-- BEGIN --

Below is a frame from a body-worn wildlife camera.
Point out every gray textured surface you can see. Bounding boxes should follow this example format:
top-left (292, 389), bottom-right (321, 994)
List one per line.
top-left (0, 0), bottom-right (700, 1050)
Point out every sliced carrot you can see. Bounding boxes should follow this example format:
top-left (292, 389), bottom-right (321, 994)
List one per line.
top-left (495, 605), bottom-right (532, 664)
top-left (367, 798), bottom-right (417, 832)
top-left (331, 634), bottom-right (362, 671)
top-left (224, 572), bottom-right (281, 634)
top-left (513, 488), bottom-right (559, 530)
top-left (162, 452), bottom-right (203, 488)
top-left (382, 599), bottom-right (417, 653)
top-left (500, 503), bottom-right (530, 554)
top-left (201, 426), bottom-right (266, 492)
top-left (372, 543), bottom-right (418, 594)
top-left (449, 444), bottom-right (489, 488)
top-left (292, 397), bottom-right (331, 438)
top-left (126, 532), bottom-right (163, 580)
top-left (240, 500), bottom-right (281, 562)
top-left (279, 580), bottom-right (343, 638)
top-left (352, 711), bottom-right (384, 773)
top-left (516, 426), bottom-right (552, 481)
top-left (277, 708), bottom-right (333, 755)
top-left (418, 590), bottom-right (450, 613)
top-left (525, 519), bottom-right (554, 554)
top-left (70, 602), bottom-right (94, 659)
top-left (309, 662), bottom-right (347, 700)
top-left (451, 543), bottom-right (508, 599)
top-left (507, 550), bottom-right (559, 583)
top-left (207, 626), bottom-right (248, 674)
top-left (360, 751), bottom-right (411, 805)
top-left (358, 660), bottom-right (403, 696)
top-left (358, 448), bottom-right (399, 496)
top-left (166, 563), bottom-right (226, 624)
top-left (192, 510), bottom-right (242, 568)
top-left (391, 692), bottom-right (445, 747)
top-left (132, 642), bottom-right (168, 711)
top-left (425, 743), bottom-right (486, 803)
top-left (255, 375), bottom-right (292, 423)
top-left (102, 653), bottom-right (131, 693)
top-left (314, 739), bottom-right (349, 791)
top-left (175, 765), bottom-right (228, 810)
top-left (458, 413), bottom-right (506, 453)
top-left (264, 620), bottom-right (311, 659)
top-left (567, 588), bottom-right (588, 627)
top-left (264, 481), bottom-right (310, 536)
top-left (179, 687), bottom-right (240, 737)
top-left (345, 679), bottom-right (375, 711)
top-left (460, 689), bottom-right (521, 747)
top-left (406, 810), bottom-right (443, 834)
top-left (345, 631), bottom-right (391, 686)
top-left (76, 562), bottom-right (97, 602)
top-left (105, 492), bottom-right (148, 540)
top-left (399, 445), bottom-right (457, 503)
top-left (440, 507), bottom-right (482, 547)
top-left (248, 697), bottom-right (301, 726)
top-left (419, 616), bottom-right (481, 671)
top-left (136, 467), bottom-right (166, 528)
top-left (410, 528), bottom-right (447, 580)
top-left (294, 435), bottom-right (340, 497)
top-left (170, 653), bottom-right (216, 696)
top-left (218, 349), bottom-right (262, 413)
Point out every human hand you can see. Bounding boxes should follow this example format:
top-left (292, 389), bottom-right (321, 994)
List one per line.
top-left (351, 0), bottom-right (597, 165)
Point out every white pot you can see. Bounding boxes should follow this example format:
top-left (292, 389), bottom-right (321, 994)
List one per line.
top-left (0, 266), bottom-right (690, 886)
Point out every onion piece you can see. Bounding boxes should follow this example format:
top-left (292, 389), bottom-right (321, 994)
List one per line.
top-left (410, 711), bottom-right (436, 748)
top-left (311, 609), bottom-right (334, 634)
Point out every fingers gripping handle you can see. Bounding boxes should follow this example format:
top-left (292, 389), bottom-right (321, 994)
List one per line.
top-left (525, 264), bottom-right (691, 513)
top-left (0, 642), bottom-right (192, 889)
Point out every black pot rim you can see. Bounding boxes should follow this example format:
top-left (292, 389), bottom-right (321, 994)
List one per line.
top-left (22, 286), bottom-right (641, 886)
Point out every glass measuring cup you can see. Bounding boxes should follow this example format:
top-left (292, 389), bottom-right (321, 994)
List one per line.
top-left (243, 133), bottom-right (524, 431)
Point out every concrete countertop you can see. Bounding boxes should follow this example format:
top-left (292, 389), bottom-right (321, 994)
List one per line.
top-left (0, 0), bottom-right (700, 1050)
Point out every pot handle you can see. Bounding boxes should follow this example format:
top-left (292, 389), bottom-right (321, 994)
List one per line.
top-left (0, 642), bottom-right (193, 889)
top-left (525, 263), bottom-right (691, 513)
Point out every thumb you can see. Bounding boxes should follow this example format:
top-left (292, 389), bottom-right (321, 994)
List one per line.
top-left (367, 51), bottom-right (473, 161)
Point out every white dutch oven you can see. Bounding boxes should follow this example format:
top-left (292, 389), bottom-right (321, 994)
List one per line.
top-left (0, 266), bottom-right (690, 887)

-- END --

> _WHAT YOU ARE ASKED TO DO_: Update the items above by replacing "Point out every" with "Locate every" wherever it occurs, and leave all other text as it is.

> _FINISHED TASK_:
Below is a frame from a body-worn wildlife camera.
Locate every gray textured surface you can see. Bounding boxes should follow this example format:
top-left (292, 389), bottom-right (321, 994)
List one per line.
top-left (0, 0), bottom-right (700, 1050)
Locate every sliced carrot you can see. Bounding boxes should follow this example format:
top-left (292, 389), bottom-right (321, 994)
List one per line.
top-left (495, 605), bottom-right (532, 664)
top-left (367, 798), bottom-right (417, 832)
top-left (331, 634), bottom-right (362, 671)
top-left (224, 572), bottom-right (281, 634)
top-left (513, 488), bottom-right (559, 530)
top-left (162, 452), bottom-right (203, 488)
top-left (382, 599), bottom-right (417, 653)
top-left (500, 503), bottom-right (530, 554)
top-left (201, 426), bottom-right (266, 492)
top-left (372, 543), bottom-right (418, 594)
top-left (449, 444), bottom-right (489, 488)
top-left (292, 397), bottom-right (331, 438)
top-left (126, 532), bottom-right (163, 580)
top-left (240, 500), bottom-right (281, 562)
top-left (279, 580), bottom-right (343, 638)
top-left (352, 711), bottom-right (384, 773)
top-left (516, 426), bottom-right (552, 481)
top-left (277, 708), bottom-right (333, 755)
top-left (418, 590), bottom-right (450, 613)
top-left (525, 519), bottom-right (554, 554)
top-left (70, 602), bottom-right (94, 659)
top-left (309, 662), bottom-right (347, 700)
top-left (451, 543), bottom-right (508, 599)
top-left (507, 550), bottom-right (559, 583)
top-left (207, 626), bottom-right (248, 674)
top-left (360, 751), bottom-right (411, 805)
top-left (358, 660), bottom-right (403, 696)
top-left (358, 448), bottom-right (399, 496)
top-left (166, 563), bottom-right (226, 624)
top-left (192, 510), bottom-right (242, 568)
top-left (391, 692), bottom-right (445, 747)
top-left (132, 642), bottom-right (168, 711)
top-left (425, 743), bottom-right (486, 803)
top-left (255, 375), bottom-right (292, 423)
top-left (102, 653), bottom-right (131, 693)
top-left (314, 739), bottom-right (349, 791)
top-left (175, 765), bottom-right (228, 810)
top-left (458, 413), bottom-right (506, 453)
top-left (264, 620), bottom-right (311, 659)
top-left (567, 588), bottom-right (588, 627)
top-left (264, 481), bottom-right (310, 536)
top-left (179, 687), bottom-right (240, 737)
top-left (345, 679), bottom-right (375, 711)
top-left (460, 689), bottom-right (521, 747)
top-left (406, 810), bottom-right (443, 834)
top-left (345, 631), bottom-right (391, 686)
top-left (76, 562), bottom-right (97, 602)
top-left (105, 492), bottom-right (148, 540)
top-left (399, 445), bottom-right (457, 503)
top-left (440, 507), bottom-right (482, 547)
top-left (248, 697), bottom-right (301, 726)
top-left (419, 616), bottom-right (481, 671)
top-left (136, 467), bottom-right (166, 528)
top-left (410, 528), bottom-right (447, 580)
top-left (294, 435), bottom-right (340, 497)
top-left (170, 653), bottom-right (216, 696)
top-left (218, 349), bottom-right (262, 413)
Locate every human hand you can see. Bounding boxes should follow this example format:
top-left (292, 389), bottom-right (321, 994)
List one per line.
top-left (351, 0), bottom-right (597, 165)
Locate every white pot you can see. Bounding boxes should follow this example format:
top-left (292, 389), bottom-right (321, 994)
List one per line.
top-left (0, 266), bottom-right (690, 886)
Locate every onion piece you can see. Bounding boxes should follow this example format:
top-left (292, 389), bottom-right (321, 994)
List one per line.
top-left (410, 711), bottom-right (436, 748)
top-left (311, 609), bottom-right (334, 634)
Locate every fingers gripping handle you can see. Bounding boxes should follow this example format:
top-left (292, 389), bottom-right (321, 994)
List one per line.
top-left (525, 264), bottom-right (691, 513)
top-left (0, 642), bottom-right (192, 889)
Locate every black pot rim you can see. Bounding boxes should follow this example format:
top-left (292, 389), bottom-right (321, 994)
List one per line.
top-left (22, 286), bottom-right (641, 886)
Locate every glass measuring cup you can see. Bounding boxes should follow this example format:
top-left (292, 389), bottom-right (321, 994)
List one per line.
top-left (243, 133), bottom-right (524, 431)
Locate every concrete countertop you can see. Bounding boxes should follow this example format:
top-left (292, 389), bottom-right (321, 994)
List one per line.
top-left (0, 0), bottom-right (700, 1050)
Locate every pot handle you can see. Bounding boxes should follow this example format:
top-left (292, 389), bottom-right (321, 994)
List one per line.
top-left (0, 642), bottom-right (193, 889)
top-left (525, 263), bottom-right (691, 513)
Locate every thumb you can see. Bounding boxes should follow this example format:
top-left (292, 389), bottom-right (321, 994)
List one per line.
top-left (367, 51), bottom-right (473, 161)
Locate every white dutch oven you can see. Bounding boxes should follow this example format:
top-left (292, 389), bottom-right (321, 994)
List one per line.
top-left (0, 266), bottom-right (690, 887)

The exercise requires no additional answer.